**Exercise requirements**
- 1) Would you copy out the stretch of the e-bike battery discussion from "Yes, but the" through "too small already.", word for word?
- 2) Which battery chemistries does the e-bike battery discussion say were discharging at one point in the frankenstein battery?

**Given passage**
I probably would use an RC charger for Mike.

Both routes are intimidating but can be simplified if you take the time and make the harnesses.
 
dogman said:
I have a 3 year old ping. I'd replace it today if I needed to with another. It does what I need just fine. You don't have to have the latest greatest, and if it's under 16 pounds and takes you 25 miles that doesn't exactly suck.
Your good common sense comes to the fore as usual!

It would be very cool to be able to get this newish chemistry, and still send the money to Li Ping.

I certainly understand your affection for Li Ping, but it would be even cooler, IMO, if some North American Integrator who didn't fancy him or herself as the next Thomas Edison (you know this reference) would simply work with Li Ping or some other reliable Asian Dude(s) to get out as quickly as possible, without worrying about costly in both time and money patent stuff, reliable e-bike applications of this newish chemistry at the best possible price. Make a good profit on speed, safety, reliability and customer support for a couple of years, but always be prepared to move on to the next latest and greatest. The tech world just developes much too fast in this industry to use 19th and 20th century overly proprietary ways of doing business. Patents for all but the deepest core technology are so last century, particularly when most of the manufacturing in this industry is done by those who have no respect for and ignore them.
 
I had a ping booster pack and it did everything i could ever ask for but i got tired of having a frankenstien battery. I had 3 chemestries discharging at one point of time. NIMH LIMN and LIFEPO4. I have nothing against ping if its sized appropriately to do the job. What gets me is when people whine when theirs get puffy and the only thing we can say is we told you so and try to help them.
 
icecube57 said:
I have nothing against ping if its sized appropriately to do the job. What gets me is when people whine when theirs get puffy and the only thing we can say is we told you so and try to help them.EPO4.

Getting Puffy is the result of pulling more amps (c-rate) from the battery pack than it was designed to deliver, right?
 
Yes, but the catch 22 is that it can happen with a properly sized battery too, if one cell is a weak one. This in effect gives that cell group a smaller size and the corresponding overly high discharge rate. It can happen much easier though, if you are right on the threshold of too small already.

The one thing I'd like to see ping do, is build the battery in pluggable modules, so you could just replace a module easily, much as we do with lipo.

**Dataset content**
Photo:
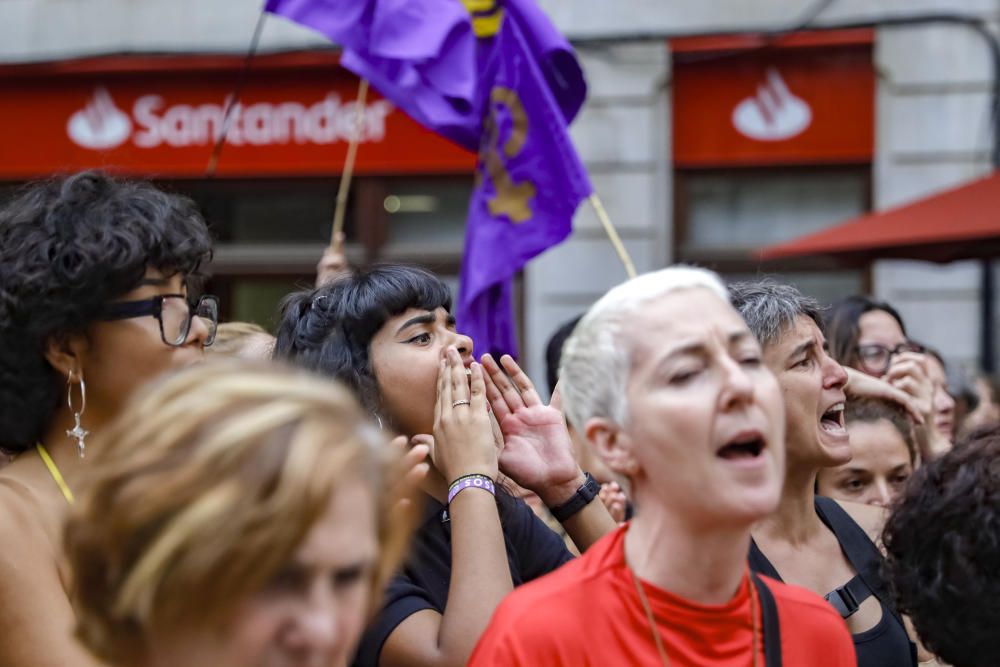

**Task-by-task solutions**
- 1)
Yes, but the catch 22 is that it can happen with a properly sized battery too, if one cell is a weak one. This in effect gives that cell group a smaller size and the corresponding overly high discharge rate. It can happen much easier though, if you are right on the threshold of too small already.

- 2)
- NIMH
- LIMN
- LIFEPO4